» GIVEN RECORDS:
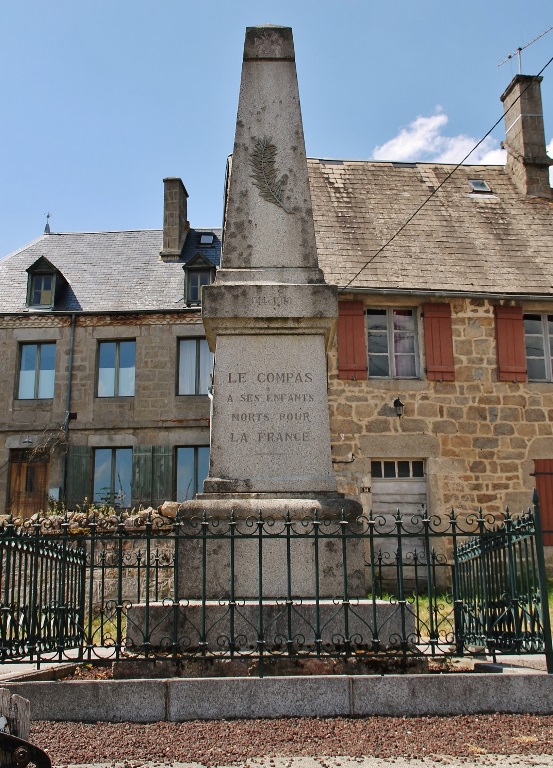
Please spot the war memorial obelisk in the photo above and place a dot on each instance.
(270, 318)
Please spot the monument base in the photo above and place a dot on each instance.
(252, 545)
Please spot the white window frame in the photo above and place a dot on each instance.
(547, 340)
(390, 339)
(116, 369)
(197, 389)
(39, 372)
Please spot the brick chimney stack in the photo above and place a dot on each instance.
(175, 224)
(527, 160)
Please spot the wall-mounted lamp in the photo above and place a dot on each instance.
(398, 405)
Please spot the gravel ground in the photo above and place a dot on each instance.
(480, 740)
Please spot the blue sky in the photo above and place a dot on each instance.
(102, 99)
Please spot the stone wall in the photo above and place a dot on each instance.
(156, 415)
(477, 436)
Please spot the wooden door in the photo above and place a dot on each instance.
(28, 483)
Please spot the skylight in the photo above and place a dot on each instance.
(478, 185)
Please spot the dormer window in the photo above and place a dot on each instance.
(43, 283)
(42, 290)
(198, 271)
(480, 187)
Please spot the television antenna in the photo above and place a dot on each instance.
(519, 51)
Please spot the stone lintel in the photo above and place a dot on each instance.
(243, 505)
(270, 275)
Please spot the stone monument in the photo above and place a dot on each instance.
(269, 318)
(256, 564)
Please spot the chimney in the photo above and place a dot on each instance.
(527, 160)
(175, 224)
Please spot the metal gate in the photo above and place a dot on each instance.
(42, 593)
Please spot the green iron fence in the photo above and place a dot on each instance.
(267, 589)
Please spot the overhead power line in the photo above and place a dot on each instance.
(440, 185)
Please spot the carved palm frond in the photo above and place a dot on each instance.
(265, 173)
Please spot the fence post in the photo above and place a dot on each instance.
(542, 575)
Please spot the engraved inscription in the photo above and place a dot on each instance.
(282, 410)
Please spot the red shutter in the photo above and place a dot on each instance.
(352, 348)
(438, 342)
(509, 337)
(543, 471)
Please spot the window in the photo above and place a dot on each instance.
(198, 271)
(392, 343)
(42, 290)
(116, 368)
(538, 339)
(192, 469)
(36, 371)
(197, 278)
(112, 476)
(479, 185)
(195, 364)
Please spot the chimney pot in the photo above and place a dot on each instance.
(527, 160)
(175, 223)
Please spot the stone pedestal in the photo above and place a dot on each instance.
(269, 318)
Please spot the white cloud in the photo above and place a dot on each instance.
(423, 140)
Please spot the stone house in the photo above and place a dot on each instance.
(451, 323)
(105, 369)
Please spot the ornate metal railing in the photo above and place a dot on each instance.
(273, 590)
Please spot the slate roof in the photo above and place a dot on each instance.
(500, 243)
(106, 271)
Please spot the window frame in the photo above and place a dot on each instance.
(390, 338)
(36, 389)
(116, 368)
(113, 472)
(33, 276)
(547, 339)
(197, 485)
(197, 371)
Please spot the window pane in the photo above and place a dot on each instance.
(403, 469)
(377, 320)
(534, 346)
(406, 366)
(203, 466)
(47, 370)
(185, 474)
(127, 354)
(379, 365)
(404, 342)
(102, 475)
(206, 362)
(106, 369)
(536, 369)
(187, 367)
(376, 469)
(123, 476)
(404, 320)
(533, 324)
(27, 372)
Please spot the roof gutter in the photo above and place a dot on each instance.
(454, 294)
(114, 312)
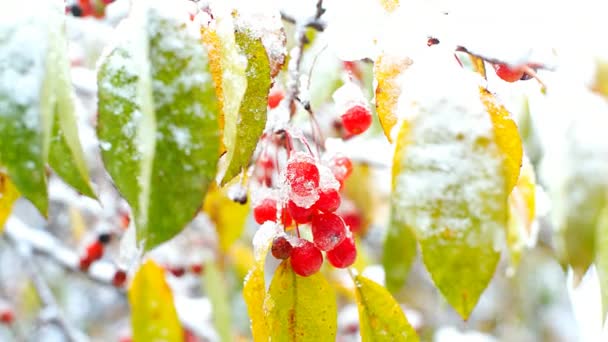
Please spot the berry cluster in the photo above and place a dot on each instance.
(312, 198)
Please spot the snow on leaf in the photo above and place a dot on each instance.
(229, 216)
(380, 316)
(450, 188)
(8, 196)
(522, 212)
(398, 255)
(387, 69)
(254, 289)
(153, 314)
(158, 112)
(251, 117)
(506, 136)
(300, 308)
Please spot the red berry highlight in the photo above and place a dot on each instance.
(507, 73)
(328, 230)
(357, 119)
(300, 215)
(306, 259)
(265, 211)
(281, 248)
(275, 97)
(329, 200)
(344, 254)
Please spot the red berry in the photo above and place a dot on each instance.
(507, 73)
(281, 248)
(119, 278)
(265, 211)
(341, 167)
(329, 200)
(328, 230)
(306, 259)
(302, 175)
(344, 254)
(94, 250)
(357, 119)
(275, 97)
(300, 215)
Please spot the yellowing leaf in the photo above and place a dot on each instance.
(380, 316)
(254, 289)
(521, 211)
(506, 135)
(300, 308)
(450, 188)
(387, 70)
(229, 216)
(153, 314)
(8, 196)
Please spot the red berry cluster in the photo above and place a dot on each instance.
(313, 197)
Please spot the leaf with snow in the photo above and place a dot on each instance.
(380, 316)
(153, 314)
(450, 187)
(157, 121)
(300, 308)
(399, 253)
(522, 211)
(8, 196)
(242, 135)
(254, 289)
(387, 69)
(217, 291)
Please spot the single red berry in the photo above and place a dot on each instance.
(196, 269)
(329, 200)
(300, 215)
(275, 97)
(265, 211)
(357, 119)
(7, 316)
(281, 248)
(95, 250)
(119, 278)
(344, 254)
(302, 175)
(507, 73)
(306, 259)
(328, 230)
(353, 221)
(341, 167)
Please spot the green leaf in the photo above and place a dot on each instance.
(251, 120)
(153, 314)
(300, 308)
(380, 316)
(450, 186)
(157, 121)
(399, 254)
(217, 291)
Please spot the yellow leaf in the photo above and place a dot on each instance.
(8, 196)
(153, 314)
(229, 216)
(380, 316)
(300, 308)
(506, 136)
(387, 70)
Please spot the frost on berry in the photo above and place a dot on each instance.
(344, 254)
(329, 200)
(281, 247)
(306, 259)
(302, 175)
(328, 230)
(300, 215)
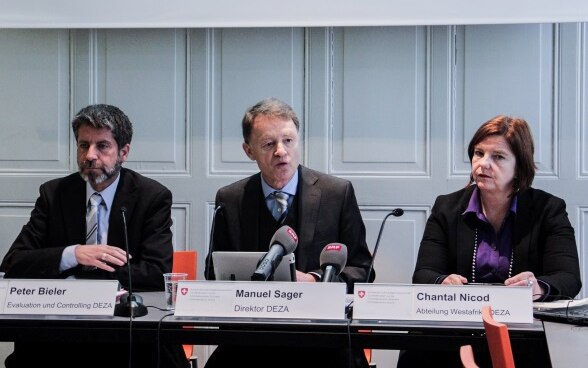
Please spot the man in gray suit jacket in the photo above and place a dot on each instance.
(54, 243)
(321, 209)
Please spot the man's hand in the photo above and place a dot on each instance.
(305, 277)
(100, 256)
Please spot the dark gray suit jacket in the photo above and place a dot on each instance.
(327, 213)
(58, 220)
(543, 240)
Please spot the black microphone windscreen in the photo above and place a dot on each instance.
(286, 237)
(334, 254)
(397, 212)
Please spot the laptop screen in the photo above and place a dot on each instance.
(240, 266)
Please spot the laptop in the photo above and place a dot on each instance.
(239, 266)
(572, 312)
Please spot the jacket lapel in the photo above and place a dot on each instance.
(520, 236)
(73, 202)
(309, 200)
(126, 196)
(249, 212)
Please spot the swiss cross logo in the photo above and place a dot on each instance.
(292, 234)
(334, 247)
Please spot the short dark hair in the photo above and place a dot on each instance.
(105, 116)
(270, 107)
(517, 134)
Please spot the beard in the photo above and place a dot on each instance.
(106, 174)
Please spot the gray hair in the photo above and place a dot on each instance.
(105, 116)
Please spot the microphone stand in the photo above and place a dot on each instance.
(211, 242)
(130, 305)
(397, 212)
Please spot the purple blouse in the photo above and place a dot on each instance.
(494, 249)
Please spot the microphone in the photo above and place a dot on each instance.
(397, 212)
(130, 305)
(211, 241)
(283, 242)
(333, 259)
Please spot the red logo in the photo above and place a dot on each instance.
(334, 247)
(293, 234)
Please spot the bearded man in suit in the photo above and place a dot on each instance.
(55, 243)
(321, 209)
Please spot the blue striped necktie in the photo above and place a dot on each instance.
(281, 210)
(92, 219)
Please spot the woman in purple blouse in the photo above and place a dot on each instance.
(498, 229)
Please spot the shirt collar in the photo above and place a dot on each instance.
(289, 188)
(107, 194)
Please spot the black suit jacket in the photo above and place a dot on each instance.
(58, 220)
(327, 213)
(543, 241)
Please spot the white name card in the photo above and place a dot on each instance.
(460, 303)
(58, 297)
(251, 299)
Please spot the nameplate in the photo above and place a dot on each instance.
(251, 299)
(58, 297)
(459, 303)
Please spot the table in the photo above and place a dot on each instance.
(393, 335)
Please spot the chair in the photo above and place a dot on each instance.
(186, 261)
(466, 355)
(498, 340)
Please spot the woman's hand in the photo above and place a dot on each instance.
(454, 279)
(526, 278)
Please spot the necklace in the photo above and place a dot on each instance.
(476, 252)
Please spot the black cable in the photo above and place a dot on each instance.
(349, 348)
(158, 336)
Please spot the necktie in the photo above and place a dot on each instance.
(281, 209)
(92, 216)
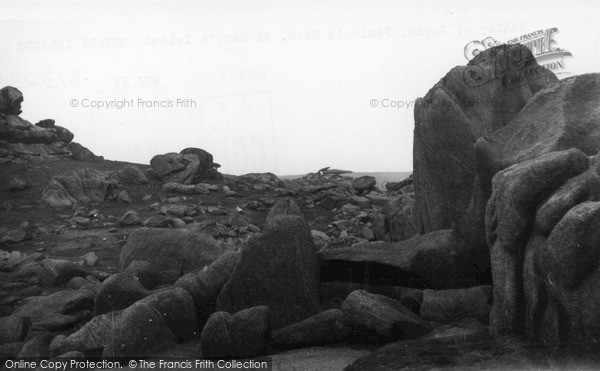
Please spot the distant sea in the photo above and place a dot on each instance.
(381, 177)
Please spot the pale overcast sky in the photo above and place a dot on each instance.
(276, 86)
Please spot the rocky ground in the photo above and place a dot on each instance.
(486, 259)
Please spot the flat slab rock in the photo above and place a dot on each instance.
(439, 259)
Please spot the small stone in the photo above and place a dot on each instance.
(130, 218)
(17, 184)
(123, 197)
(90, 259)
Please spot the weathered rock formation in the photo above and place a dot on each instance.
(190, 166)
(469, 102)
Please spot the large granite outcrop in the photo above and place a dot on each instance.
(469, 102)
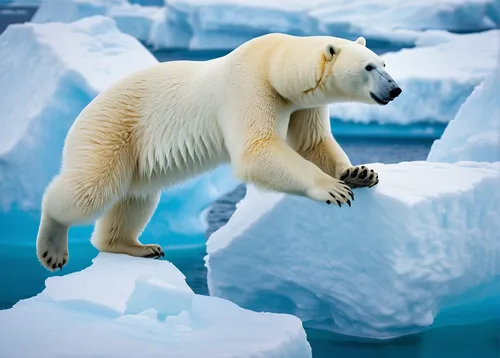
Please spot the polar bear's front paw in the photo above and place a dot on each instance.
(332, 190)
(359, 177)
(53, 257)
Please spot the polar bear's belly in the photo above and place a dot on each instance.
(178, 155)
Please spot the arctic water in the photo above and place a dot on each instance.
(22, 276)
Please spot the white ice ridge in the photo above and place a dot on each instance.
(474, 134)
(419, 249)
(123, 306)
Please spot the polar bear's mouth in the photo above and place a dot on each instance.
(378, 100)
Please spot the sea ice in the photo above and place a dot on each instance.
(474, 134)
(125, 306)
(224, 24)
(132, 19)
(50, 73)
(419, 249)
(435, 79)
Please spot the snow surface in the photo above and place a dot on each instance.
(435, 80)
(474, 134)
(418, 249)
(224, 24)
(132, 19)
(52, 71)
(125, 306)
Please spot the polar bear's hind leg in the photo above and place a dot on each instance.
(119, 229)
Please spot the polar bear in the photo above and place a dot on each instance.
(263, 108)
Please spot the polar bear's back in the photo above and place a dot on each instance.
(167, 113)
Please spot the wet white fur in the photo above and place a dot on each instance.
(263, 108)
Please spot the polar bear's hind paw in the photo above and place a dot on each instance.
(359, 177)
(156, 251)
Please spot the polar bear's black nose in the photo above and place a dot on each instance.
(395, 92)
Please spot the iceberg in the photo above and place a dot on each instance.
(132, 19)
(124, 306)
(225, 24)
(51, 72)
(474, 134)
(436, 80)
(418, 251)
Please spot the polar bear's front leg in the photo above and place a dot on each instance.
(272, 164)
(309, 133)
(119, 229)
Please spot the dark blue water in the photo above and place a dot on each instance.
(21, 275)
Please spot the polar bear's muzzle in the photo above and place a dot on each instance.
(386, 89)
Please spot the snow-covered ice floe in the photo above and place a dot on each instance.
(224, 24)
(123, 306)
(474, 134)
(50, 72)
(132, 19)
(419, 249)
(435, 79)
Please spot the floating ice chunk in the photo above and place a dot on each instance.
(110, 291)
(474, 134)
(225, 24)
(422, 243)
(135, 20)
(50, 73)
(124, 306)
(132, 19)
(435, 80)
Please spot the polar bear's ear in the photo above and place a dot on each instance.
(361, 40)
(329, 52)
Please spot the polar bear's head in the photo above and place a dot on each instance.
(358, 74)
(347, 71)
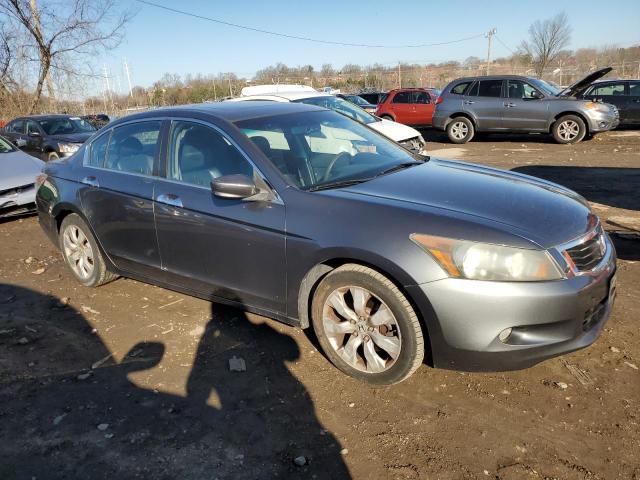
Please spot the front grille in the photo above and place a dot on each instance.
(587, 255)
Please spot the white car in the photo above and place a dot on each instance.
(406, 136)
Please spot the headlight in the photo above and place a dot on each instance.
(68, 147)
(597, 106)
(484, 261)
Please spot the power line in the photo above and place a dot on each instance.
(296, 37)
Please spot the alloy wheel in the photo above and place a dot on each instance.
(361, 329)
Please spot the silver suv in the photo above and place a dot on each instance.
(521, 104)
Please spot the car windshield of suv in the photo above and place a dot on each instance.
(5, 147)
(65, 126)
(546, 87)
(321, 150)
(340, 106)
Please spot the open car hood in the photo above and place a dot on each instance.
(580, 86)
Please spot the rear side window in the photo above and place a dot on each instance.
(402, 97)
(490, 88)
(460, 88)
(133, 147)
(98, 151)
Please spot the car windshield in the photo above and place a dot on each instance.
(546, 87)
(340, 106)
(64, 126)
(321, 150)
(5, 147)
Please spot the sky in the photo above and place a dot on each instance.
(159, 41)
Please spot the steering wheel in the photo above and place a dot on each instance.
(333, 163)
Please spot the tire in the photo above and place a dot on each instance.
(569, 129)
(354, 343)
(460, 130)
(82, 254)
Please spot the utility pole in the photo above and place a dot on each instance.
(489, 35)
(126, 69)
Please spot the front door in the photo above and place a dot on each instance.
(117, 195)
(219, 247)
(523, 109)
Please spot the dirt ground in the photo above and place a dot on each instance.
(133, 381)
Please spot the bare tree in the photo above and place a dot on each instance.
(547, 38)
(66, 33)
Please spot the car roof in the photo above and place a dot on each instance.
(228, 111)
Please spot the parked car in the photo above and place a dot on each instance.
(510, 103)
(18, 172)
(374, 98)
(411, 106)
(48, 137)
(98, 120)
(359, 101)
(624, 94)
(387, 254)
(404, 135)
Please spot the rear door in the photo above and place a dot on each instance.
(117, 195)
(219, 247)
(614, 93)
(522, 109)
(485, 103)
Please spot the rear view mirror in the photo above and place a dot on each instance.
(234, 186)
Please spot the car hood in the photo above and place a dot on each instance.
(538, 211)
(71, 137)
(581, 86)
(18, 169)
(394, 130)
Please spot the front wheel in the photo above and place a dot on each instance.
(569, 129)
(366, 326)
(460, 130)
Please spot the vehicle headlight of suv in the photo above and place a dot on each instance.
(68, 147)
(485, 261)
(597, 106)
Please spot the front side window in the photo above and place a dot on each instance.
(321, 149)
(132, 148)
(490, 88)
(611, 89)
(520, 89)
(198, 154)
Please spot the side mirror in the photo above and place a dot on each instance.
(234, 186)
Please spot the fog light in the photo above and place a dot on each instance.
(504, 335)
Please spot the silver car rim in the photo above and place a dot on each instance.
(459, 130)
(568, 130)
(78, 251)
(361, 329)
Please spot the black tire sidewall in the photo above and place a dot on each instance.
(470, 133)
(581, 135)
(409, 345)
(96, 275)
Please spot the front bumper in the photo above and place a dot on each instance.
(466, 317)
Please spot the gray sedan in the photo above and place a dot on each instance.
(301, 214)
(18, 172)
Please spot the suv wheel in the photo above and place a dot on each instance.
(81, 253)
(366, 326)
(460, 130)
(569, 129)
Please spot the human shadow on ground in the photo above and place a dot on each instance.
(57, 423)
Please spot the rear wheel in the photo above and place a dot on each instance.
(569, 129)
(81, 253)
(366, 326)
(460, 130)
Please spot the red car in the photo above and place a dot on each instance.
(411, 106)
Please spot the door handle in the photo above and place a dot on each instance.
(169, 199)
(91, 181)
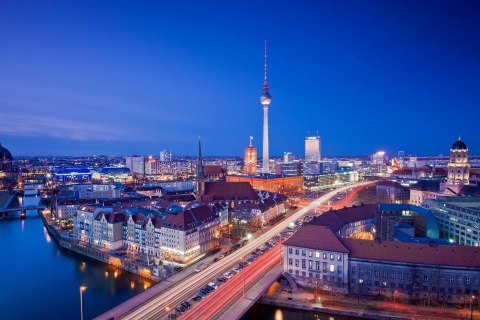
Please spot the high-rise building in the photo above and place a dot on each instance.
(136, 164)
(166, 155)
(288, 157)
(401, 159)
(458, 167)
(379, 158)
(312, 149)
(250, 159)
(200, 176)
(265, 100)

» YOUR OBJECTIVE: Leave out every picture and write out exactly the lines running from the line containing "Please spot the rear view" to the end of the listing above.

» EXERCISE ANSWER:
Please spot the rear view mirror in the photo above and place a dot on each instance.
(234, 186)
Please spot the car hood in the photo above and place a dot on each instance.
(538, 211)
(71, 137)
(581, 86)
(18, 169)
(394, 130)
Please spot the front wheel in the photo above and place a dot on each instance.
(569, 129)
(366, 326)
(460, 130)
Please spot the vehicle headlight of suv in the photo above and place a dot on each instance.
(68, 147)
(485, 261)
(597, 106)
Please spot the front side window in the photo above and place a dot on each instance.
(321, 149)
(132, 148)
(490, 88)
(611, 89)
(520, 89)
(198, 154)
Please spot the side mirror in the photo above and place a dot on each instance.
(234, 186)
Please spot the fog light in the photo above and place a dot on each instance.
(504, 335)
Please spot the silver car rim in the photo above and place a dot on each instance.
(459, 130)
(568, 130)
(78, 251)
(361, 329)
Please spot the black tire sidewall in the photo above and place a dot on each instance.
(470, 133)
(581, 135)
(409, 345)
(96, 275)
Please spot the front bumper in the photo above and place a dot on each instance.
(466, 317)
Please spot the gray sedan in the photo above and place a dot on each instance.
(301, 214)
(18, 172)
Please spot the suv wheel in the photo above and place a dot on each instance.
(81, 253)
(366, 326)
(460, 130)
(569, 129)
Please spot the human shadow on ground in the photo above and place a dot on each instance.
(57, 423)
Please spot the rear wheel in the photo above and place a dot on each instance.
(569, 129)
(81, 253)
(366, 326)
(460, 130)
Please spot the red car in the photo above and place a dot on each instance.
(411, 106)
Please spot the door handle in the photo above and place a dot on each instance.
(169, 199)
(91, 181)
Please spot the high-rise building in the photo above and place a dot on each instance.
(136, 164)
(166, 155)
(288, 157)
(401, 159)
(458, 167)
(379, 158)
(312, 149)
(250, 159)
(200, 176)
(265, 100)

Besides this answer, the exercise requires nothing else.